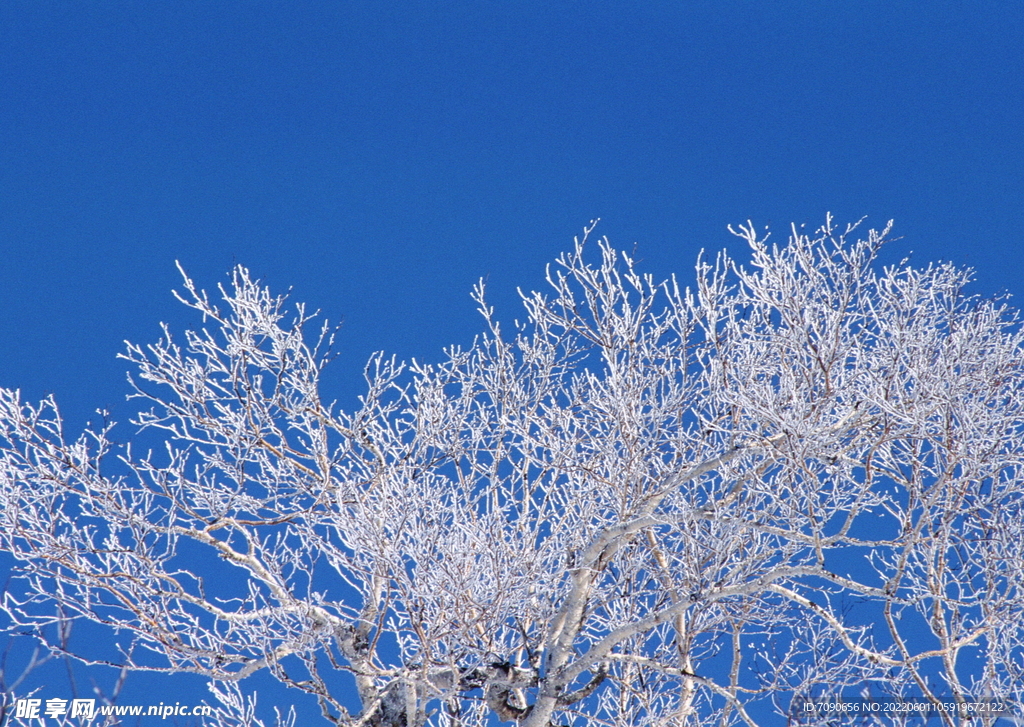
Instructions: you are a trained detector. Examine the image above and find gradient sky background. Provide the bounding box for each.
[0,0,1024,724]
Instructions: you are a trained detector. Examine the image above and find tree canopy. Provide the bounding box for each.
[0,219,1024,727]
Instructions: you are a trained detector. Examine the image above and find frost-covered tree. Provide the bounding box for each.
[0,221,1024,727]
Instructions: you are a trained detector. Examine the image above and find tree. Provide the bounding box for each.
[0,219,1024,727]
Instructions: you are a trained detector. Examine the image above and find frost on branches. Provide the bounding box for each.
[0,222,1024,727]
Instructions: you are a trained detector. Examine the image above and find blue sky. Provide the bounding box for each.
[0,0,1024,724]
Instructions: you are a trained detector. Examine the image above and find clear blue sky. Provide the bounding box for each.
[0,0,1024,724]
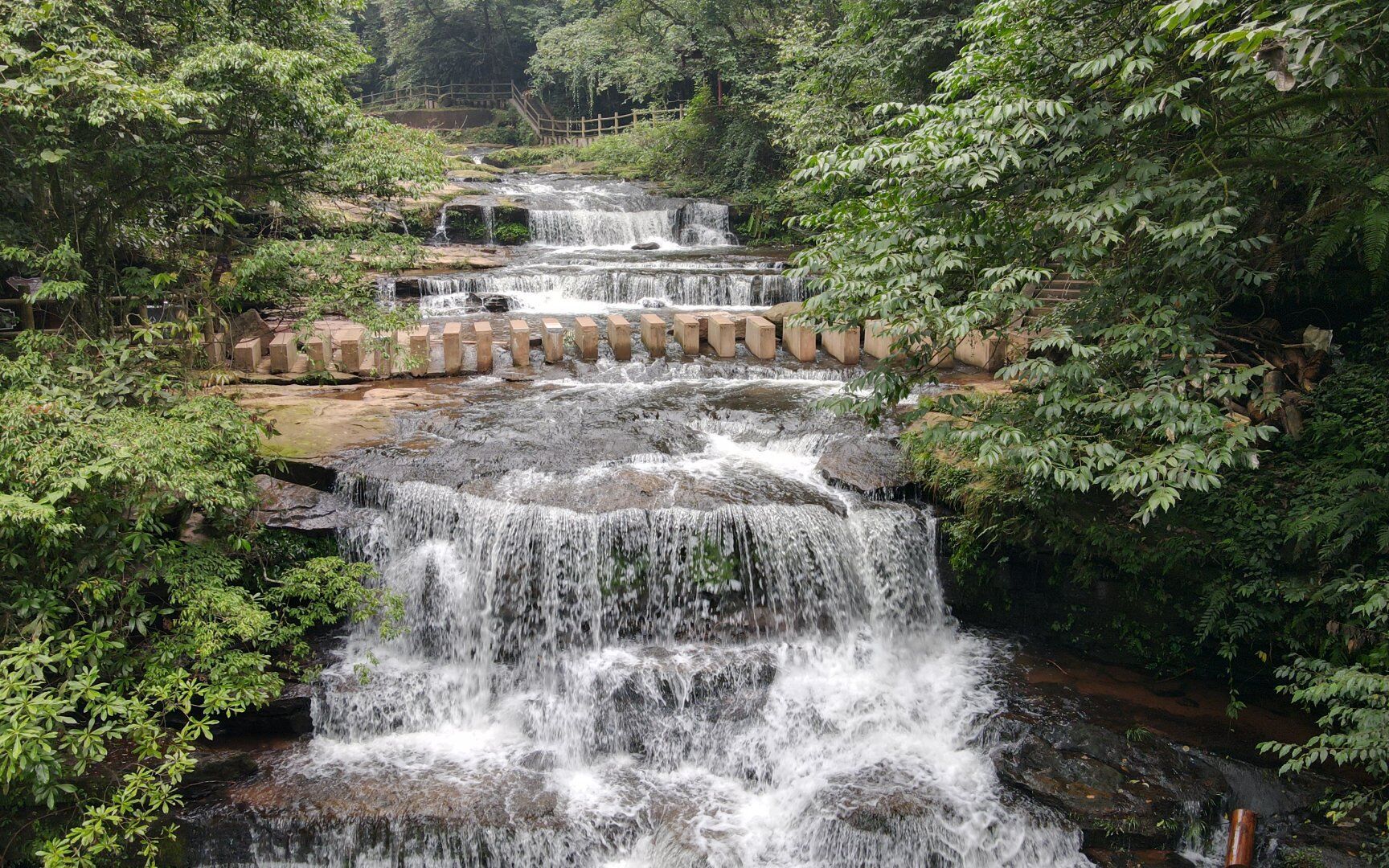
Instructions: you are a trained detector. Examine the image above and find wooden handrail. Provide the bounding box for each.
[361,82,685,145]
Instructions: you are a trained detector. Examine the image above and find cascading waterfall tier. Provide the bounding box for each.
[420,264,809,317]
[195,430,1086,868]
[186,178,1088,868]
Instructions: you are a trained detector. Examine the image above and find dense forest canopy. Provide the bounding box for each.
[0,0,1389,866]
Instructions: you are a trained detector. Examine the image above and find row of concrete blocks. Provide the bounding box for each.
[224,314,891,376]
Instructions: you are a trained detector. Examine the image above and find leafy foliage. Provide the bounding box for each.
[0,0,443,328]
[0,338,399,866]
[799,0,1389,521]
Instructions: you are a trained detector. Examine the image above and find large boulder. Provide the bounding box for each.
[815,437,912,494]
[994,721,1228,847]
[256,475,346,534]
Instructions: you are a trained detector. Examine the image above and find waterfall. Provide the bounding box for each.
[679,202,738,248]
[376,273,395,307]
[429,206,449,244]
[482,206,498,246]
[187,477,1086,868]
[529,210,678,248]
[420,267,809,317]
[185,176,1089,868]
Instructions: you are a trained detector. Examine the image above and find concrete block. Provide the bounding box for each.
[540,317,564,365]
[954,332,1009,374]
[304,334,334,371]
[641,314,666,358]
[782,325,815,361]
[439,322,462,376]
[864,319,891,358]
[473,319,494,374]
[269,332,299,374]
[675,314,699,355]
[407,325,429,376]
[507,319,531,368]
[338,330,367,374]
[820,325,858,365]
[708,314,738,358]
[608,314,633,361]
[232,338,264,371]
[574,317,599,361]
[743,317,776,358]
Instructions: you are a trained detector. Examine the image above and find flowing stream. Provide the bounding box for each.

→ **AIM OF THE EXERCISE**: Rescale the lines from the line with "and find clear" up to and including the line with "[256,475,346,534]" by writing each of them again, requests included, with every bounding box coordinate in the answers multiplied by 0.85 and rounded to a whole number, halves going up. Give only those lines, and leave the pictures out.

→ **ANSWER TO THE PROBLEM**:
Instructions: you are a trained detector. Examine the image above and find clear blue sky. Provide the bounding box for each.
[0,0,870,615]
Instructions: you are a trained detector. Examine the image above and find wooden handrail. Provide the bounding box for each.
[307,70,582,123]
Instructions: you are a trained detector. Examine the image above and find cascading waterfall tier. Provide the bounding box for each.
[357,224,688,269]
[166,366,923,738]
[158,151,925,738]
Instructions: you are a trained detector. Examine the image above and find dense forest canopy. Provide the bounding box for each.
[0,0,1181,736]
Instructions: you are a trained detector. Examine the image above and find row of concrete blocks. Provide the bounding box for each.
[190,267,757,320]
Instructions: you are a trained detector. Examine the image above and find leafy foliage. Provide the bounding box for each.
[0,0,377,279]
[0,287,339,736]
[679,0,1181,443]
Instructions: you are a trained detector. Examine the image above and find large boulder. Provide the bounding box for each.
[693,371,775,420]
[845,613,1044,720]
[218,404,294,454]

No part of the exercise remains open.